DATASET RECORDS: Begin

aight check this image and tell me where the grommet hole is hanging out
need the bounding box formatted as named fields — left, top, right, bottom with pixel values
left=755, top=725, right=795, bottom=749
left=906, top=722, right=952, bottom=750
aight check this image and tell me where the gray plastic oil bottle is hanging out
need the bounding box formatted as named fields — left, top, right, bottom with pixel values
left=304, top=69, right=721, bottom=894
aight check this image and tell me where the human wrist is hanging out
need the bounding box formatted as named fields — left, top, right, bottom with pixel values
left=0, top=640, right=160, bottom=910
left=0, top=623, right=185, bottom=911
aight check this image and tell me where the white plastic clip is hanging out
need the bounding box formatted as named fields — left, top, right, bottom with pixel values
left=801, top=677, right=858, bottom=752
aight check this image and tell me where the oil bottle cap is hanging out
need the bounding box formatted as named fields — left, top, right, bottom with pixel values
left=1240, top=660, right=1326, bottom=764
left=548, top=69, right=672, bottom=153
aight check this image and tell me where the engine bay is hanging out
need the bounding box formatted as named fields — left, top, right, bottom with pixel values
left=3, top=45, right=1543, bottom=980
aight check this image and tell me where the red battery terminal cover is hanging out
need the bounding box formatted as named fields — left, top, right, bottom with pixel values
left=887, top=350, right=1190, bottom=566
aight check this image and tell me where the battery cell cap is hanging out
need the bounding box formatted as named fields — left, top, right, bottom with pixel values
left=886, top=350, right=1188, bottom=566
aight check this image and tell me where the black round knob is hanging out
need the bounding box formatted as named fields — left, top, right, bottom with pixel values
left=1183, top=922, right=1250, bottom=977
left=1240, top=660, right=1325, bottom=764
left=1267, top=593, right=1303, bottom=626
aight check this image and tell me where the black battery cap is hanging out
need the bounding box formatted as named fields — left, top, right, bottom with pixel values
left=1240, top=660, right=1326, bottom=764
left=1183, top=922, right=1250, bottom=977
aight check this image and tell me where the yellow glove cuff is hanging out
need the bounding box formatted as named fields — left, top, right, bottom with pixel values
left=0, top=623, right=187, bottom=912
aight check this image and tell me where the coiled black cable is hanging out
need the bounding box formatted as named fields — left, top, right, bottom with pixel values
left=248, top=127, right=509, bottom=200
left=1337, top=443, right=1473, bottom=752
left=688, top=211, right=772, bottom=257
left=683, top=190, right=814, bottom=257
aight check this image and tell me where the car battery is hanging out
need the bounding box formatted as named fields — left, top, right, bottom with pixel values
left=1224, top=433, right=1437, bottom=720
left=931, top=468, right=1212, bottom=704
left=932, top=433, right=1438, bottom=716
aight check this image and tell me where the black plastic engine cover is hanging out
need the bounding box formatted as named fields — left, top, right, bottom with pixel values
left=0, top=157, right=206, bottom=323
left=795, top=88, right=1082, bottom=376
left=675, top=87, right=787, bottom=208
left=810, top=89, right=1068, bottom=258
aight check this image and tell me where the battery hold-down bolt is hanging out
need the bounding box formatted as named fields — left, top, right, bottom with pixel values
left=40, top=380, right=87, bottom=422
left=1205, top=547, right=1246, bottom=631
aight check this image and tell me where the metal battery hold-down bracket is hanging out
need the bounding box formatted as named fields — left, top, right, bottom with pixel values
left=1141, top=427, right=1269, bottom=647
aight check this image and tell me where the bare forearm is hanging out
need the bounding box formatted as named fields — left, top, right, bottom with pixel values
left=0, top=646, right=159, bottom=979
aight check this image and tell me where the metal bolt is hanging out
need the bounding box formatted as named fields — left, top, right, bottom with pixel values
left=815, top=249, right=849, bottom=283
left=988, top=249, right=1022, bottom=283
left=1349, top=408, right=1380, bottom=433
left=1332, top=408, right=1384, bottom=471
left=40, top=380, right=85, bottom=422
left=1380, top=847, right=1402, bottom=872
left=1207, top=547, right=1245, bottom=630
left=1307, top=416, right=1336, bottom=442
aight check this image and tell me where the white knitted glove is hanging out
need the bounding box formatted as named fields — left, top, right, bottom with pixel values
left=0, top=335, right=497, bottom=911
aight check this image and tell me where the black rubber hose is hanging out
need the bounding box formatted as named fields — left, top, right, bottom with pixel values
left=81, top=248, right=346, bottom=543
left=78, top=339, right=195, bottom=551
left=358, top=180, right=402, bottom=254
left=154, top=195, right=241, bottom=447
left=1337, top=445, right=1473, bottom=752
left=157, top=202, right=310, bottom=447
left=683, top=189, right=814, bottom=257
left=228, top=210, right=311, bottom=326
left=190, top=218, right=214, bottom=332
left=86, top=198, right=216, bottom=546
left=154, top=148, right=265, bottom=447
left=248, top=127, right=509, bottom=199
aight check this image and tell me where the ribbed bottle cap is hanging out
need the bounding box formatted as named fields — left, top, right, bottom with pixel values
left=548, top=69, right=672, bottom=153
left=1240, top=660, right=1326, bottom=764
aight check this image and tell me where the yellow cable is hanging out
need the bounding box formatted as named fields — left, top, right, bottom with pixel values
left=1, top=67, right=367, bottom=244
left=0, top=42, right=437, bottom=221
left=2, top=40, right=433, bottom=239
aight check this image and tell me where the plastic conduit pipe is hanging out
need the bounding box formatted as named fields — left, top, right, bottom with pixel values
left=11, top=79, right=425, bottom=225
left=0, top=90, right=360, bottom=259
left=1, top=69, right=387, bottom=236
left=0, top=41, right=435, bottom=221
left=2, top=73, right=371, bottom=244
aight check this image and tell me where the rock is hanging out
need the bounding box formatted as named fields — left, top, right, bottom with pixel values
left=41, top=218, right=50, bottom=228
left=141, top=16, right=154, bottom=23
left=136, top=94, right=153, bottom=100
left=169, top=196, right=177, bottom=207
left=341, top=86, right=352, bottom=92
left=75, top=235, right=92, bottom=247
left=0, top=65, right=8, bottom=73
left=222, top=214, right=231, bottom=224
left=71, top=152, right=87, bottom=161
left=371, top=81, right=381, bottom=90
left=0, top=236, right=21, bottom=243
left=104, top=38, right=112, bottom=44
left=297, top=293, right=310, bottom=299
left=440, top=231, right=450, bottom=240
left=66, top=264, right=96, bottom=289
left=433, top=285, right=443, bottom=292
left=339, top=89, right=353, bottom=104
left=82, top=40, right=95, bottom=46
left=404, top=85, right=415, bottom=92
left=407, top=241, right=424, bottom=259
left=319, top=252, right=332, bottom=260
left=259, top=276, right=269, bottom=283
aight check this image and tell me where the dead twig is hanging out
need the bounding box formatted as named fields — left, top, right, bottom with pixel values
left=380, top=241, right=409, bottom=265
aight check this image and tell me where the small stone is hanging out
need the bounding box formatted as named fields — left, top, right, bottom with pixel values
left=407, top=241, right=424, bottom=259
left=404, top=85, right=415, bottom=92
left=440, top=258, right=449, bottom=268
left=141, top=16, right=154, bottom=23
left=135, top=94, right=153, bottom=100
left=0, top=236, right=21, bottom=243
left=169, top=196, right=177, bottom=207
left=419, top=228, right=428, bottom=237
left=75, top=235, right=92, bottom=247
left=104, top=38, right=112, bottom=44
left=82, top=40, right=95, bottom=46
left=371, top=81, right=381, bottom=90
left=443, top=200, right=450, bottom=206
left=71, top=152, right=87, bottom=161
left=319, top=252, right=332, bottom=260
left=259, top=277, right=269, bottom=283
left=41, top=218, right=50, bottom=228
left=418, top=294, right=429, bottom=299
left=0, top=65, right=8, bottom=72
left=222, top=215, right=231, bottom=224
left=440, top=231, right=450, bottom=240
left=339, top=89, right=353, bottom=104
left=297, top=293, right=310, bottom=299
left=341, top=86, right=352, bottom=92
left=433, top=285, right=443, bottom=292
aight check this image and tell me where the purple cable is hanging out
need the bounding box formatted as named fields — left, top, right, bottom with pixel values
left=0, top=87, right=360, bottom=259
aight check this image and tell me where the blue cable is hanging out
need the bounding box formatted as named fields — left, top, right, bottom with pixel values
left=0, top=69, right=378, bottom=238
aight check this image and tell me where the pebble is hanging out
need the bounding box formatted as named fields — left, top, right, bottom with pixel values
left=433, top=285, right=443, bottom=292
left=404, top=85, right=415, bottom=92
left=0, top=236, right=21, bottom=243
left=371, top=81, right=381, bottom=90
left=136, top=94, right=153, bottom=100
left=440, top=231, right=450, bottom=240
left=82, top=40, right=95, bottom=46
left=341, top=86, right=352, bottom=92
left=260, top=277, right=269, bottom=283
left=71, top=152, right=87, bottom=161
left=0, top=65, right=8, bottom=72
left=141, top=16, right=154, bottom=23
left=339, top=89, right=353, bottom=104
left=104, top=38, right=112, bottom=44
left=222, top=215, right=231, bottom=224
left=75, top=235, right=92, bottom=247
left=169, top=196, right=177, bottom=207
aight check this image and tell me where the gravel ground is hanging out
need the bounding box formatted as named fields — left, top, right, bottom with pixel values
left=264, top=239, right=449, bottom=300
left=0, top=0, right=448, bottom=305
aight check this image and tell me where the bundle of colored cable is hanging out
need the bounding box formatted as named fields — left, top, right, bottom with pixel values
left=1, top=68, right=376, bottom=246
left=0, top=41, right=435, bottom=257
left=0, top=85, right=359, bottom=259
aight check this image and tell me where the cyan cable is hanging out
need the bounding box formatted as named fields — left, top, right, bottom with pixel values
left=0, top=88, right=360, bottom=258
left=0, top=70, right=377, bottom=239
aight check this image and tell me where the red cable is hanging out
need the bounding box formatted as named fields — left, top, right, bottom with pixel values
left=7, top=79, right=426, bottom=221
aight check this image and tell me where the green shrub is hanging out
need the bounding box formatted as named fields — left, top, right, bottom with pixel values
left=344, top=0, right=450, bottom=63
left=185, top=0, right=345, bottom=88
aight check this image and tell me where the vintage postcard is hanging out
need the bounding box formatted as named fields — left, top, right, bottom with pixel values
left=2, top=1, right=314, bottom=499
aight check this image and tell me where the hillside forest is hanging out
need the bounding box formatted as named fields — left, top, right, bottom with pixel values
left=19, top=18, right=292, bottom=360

DATASET RECORDS: End

THE PROBLEM:
Could you copy every line from the records that mentions the word "bottle"?

TASK ANSWER:
aight check this image and tell me where the gray plastic oil bottle is hanging out
aight check this image and tell me where the oil bottle cap is hanging out
aight check this image and tell me where the ribbed bottle cap is hanging out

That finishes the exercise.